-- Given data follows --

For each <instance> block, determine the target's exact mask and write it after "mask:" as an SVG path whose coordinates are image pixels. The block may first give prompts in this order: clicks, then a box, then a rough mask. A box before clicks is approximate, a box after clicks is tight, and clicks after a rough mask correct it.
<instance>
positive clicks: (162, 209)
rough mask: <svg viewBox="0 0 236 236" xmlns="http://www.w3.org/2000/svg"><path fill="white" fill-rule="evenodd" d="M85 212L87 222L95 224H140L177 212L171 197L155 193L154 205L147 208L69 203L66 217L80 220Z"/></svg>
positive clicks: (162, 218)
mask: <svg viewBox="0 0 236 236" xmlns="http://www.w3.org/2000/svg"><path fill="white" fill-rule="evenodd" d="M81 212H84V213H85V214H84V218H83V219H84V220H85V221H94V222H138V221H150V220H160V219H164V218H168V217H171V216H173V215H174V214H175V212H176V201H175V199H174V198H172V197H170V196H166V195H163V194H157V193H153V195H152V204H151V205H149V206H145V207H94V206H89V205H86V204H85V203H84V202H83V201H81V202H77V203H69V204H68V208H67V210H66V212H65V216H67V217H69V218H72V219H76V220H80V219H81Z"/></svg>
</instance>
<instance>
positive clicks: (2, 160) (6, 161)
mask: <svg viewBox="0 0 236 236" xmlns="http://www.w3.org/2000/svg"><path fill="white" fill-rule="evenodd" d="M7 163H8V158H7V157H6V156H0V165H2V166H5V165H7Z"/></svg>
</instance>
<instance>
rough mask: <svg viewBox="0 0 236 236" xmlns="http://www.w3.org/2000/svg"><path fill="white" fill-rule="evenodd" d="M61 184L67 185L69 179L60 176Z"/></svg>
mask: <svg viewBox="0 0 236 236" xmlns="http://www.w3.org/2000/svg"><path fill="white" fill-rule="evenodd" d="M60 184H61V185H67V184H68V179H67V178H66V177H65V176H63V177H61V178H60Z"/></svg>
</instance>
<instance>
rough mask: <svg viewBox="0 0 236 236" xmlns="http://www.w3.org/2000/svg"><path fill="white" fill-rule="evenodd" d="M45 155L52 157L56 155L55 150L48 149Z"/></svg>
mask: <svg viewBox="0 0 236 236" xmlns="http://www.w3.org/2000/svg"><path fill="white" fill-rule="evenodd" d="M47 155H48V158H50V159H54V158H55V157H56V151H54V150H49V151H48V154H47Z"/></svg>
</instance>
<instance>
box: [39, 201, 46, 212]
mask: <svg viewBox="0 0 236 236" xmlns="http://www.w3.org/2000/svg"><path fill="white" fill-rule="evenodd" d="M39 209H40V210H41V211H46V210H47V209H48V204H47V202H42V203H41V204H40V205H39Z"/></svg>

-- Given data concluded --

## Exercise prompt
What you return must match the data line for line.

## Answer to the problem
For each <instance> block, determine the target's exact mask and write it after "mask:" as an SVG path whose coordinates are image pixels. The block may first give prompts in this order: clicks, then a box, then a rough mask. A box before clicks is approximate, a box after clicks is tight, and clicks after a rough mask correct it.
<instance>
positive clicks: (162, 209)
rough mask: <svg viewBox="0 0 236 236" xmlns="http://www.w3.org/2000/svg"><path fill="white" fill-rule="evenodd" d="M85 212L87 222L95 224H140L177 212L171 197L155 193L154 205L147 208L69 203L66 217L80 220Z"/></svg>
positive clicks: (162, 218)
mask: <svg viewBox="0 0 236 236" xmlns="http://www.w3.org/2000/svg"><path fill="white" fill-rule="evenodd" d="M81 212H84V213H85V214H84V218H83V219H84V220H85V221H94V222H138V221H150V220H160V219H164V218H168V217H171V216H173V215H174V214H175V212H176V201H175V199H174V198H172V197H170V196H166V195H163V194H157V193H153V195H152V204H151V205H149V206H145V207H94V206H89V205H86V204H85V203H84V202H83V201H81V202H77V203H69V204H68V208H67V210H66V212H65V216H67V217H69V218H72V219H76V220H80V219H81Z"/></svg>
</instance>
<instance>
positive clicks: (2, 160) (6, 161)
mask: <svg viewBox="0 0 236 236" xmlns="http://www.w3.org/2000/svg"><path fill="white" fill-rule="evenodd" d="M7 163H8V158H7V157H6V156H0V165H2V166H5V165H7Z"/></svg>
</instance>
<instance>
rough mask: <svg viewBox="0 0 236 236" xmlns="http://www.w3.org/2000/svg"><path fill="white" fill-rule="evenodd" d="M61 184L67 185L69 179L60 176Z"/></svg>
mask: <svg viewBox="0 0 236 236" xmlns="http://www.w3.org/2000/svg"><path fill="white" fill-rule="evenodd" d="M60 184H61V185H67V184H68V179H67V178H66V177H65V176H63V177H61V178H60Z"/></svg>
</instance>
<instance>
rough mask: <svg viewBox="0 0 236 236" xmlns="http://www.w3.org/2000/svg"><path fill="white" fill-rule="evenodd" d="M45 155L52 157L56 155L55 150L48 149Z"/></svg>
mask: <svg viewBox="0 0 236 236" xmlns="http://www.w3.org/2000/svg"><path fill="white" fill-rule="evenodd" d="M47 155H48V158H50V159H54V158H55V157H56V151H54V150H49V151H48V154H47Z"/></svg>
</instance>
<instance>
box: [39, 201, 46, 212]
mask: <svg viewBox="0 0 236 236" xmlns="http://www.w3.org/2000/svg"><path fill="white" fill-rule="evenodd" d="M39 209H40V210H41V211H46V210H47V209H48V204H47V202H42V203H41V204H40V205H39Z"/></svg>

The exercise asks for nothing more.